What is required:
Duplicate the passage of the Chronosonic XVX text from "The XVX lacks" to "a novel geometry.", word for word.

The XVX lacks the WAMM’s rear-firing midrange and the omission of a midrange driver in front is what’s responsible for saving that 10" in height. There are numerous other differences that I’m certain RH will detail in his upcoming review. But the most meaningful difference from the WAMM may be the new seven-inch QuadMag midrange unit, a design that incorporates Alnico magnets in a novel geometry.
McGrath told a story of seeing the parts for the Chronosonic XVX laid out on a table at the Provo factory at an early stage in the speaker’s development. “The midrange driver wasn’t there. Daryl said ‘Well, it’s not finished yet—we’re working on it.’ He asked Verne [Credille], our chief engineer, to go get the driver and let me take a look at it. So Verne carries in this thing, cradled in his hand, which is the new midrange driver. I don’t know how many of you have met Verne: He’s this ultra-dry, total engineering type, utterly unemotional in most respects. I look at his face and it’s awash in tears. ‘This is the last thing that Dave and I worked on.’” At noon on a Friday, at Innovation Audio in NYC, Peter McGrath is now crying as well. “Dave didn’t have time to finish it. That’s why it wasn’t included in the WAMM.”
The case can be made that the Chronosonic XVX is actually a strategically conceived replacement for the XLF, which will be phased out of production. After all, if you have the space and financial wherewithal to consider the XLF, the XVX is also a consideration. But in the hearts of those at Wilson Audio Specialties and their legions of consumer devotees, the new speaker will serve as a sort-of-obtainable, indefinitely available connection to the man who had such a profound influence on the high end.

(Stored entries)
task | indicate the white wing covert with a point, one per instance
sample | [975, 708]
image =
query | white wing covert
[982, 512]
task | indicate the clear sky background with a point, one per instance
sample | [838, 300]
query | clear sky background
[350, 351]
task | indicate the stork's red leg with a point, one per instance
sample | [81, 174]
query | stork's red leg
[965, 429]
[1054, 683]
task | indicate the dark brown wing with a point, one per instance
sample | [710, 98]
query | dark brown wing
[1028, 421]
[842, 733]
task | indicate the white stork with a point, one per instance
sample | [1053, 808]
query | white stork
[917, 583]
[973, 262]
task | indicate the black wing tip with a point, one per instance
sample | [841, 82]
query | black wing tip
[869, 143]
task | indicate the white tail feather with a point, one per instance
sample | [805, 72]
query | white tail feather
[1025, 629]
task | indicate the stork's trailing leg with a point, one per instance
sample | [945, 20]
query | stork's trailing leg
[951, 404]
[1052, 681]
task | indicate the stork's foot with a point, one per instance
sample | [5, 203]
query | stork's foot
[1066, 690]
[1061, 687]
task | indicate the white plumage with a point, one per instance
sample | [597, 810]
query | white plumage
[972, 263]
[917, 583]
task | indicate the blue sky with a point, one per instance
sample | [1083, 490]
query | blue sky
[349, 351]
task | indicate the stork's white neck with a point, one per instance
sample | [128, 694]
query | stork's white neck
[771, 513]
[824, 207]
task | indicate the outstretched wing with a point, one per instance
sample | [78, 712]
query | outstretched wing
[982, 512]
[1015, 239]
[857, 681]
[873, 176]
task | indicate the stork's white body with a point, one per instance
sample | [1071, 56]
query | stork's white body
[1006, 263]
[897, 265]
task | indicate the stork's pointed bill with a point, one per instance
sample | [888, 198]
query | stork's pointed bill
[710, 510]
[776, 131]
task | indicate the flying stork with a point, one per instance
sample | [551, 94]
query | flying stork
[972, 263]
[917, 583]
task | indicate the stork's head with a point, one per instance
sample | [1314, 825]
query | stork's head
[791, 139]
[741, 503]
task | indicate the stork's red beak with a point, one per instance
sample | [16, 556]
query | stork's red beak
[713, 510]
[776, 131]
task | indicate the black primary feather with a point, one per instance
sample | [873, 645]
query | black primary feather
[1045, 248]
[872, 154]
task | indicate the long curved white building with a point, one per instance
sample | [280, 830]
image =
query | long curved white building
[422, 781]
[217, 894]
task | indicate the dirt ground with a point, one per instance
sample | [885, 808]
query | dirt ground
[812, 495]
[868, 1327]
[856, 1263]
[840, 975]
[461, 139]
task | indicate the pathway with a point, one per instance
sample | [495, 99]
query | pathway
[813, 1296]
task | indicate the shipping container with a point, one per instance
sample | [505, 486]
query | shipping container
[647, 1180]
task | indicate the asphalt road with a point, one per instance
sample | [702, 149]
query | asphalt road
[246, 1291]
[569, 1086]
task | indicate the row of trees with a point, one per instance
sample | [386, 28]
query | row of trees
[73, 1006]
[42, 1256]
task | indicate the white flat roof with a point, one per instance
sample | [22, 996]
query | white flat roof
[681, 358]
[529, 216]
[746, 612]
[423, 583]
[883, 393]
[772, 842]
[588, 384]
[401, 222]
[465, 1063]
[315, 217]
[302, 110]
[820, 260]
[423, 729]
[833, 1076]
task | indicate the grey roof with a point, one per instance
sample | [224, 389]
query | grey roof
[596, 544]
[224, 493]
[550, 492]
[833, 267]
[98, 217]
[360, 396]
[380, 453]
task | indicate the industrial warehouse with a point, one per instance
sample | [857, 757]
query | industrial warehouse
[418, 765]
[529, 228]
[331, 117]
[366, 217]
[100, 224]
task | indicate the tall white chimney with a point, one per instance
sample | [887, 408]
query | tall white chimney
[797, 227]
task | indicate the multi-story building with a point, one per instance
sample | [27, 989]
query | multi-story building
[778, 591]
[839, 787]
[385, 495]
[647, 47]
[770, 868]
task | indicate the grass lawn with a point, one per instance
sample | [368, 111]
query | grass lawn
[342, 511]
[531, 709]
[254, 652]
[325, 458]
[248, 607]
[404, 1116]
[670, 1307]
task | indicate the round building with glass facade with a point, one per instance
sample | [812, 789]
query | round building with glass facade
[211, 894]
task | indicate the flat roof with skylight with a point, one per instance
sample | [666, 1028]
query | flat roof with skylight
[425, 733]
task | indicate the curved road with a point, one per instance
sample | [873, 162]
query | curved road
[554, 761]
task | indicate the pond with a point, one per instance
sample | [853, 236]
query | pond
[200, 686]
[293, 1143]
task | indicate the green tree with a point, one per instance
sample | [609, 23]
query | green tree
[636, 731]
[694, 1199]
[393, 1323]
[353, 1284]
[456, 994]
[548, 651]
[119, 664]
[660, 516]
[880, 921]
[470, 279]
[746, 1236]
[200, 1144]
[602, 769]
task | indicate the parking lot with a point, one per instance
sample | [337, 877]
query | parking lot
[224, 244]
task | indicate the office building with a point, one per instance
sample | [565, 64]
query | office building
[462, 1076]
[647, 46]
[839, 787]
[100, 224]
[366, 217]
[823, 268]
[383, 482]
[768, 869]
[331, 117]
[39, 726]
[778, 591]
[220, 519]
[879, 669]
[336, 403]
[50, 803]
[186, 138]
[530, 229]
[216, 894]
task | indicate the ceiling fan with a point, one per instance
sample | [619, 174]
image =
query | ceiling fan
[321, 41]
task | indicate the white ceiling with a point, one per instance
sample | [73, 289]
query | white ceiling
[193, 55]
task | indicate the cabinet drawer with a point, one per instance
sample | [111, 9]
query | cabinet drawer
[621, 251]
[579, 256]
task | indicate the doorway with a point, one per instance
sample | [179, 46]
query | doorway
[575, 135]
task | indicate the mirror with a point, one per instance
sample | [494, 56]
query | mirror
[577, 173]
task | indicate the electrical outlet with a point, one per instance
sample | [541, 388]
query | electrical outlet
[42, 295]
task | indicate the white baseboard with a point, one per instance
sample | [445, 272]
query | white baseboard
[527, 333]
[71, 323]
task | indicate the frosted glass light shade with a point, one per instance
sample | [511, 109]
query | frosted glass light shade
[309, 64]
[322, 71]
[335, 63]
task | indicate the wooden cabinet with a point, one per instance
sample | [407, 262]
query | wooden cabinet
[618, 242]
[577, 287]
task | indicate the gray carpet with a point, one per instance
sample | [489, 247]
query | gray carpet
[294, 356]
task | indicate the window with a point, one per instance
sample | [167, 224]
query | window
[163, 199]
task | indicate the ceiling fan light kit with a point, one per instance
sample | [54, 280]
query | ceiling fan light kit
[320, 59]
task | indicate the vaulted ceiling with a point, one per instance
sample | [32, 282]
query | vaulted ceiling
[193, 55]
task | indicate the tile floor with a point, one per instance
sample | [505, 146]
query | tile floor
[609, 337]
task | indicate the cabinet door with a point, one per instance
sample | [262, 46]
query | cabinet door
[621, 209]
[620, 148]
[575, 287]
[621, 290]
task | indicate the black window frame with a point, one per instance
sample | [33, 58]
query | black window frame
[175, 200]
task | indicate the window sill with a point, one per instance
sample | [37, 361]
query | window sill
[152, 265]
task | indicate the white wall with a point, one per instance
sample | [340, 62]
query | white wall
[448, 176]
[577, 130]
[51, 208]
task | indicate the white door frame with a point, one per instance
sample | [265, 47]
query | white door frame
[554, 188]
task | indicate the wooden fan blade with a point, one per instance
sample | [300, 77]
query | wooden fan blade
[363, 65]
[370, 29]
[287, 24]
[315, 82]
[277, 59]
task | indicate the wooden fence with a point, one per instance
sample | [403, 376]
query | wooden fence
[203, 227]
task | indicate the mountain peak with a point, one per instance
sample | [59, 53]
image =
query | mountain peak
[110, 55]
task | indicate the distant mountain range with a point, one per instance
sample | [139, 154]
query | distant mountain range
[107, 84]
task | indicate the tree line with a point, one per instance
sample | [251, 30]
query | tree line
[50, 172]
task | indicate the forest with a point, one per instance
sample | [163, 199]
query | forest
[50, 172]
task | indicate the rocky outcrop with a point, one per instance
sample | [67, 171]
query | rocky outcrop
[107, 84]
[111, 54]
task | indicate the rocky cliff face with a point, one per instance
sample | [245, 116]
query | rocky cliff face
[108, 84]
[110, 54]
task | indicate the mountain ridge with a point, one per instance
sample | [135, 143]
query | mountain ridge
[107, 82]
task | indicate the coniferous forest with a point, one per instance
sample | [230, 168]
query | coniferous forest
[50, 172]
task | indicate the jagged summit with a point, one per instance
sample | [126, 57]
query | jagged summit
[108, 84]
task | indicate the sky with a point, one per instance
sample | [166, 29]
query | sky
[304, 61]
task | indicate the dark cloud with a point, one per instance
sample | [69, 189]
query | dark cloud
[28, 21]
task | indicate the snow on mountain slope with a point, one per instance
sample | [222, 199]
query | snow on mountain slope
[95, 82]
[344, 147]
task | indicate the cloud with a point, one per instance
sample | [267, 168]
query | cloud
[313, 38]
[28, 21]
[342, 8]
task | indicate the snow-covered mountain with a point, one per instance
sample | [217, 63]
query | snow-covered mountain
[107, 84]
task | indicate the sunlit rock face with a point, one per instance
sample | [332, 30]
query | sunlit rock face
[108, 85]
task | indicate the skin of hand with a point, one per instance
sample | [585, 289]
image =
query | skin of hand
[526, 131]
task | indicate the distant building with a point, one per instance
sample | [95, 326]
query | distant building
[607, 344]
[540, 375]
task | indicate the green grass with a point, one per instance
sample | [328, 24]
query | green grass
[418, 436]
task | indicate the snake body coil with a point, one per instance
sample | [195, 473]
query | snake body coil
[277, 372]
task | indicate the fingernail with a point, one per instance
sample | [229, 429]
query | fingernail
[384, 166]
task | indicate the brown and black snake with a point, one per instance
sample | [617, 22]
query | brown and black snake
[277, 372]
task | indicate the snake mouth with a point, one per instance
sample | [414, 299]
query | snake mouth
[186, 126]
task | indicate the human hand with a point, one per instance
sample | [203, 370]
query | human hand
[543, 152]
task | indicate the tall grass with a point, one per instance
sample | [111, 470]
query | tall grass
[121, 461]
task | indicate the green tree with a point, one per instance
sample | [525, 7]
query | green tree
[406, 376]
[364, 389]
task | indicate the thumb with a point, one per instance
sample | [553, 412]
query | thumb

The reply:
The XVX lacks the WAMM’s rear-firing midrange and the omission of a midrange driver in front is what’s responsible for saving that 10" in height. There are numerous other differences that I’m certain RH will detail in his upcoming review. But the most meaningful difference from the WAMM may be the new seven-inch QuadMag midrange unit, a design that incorporates Alnico magnets in a novel geometry.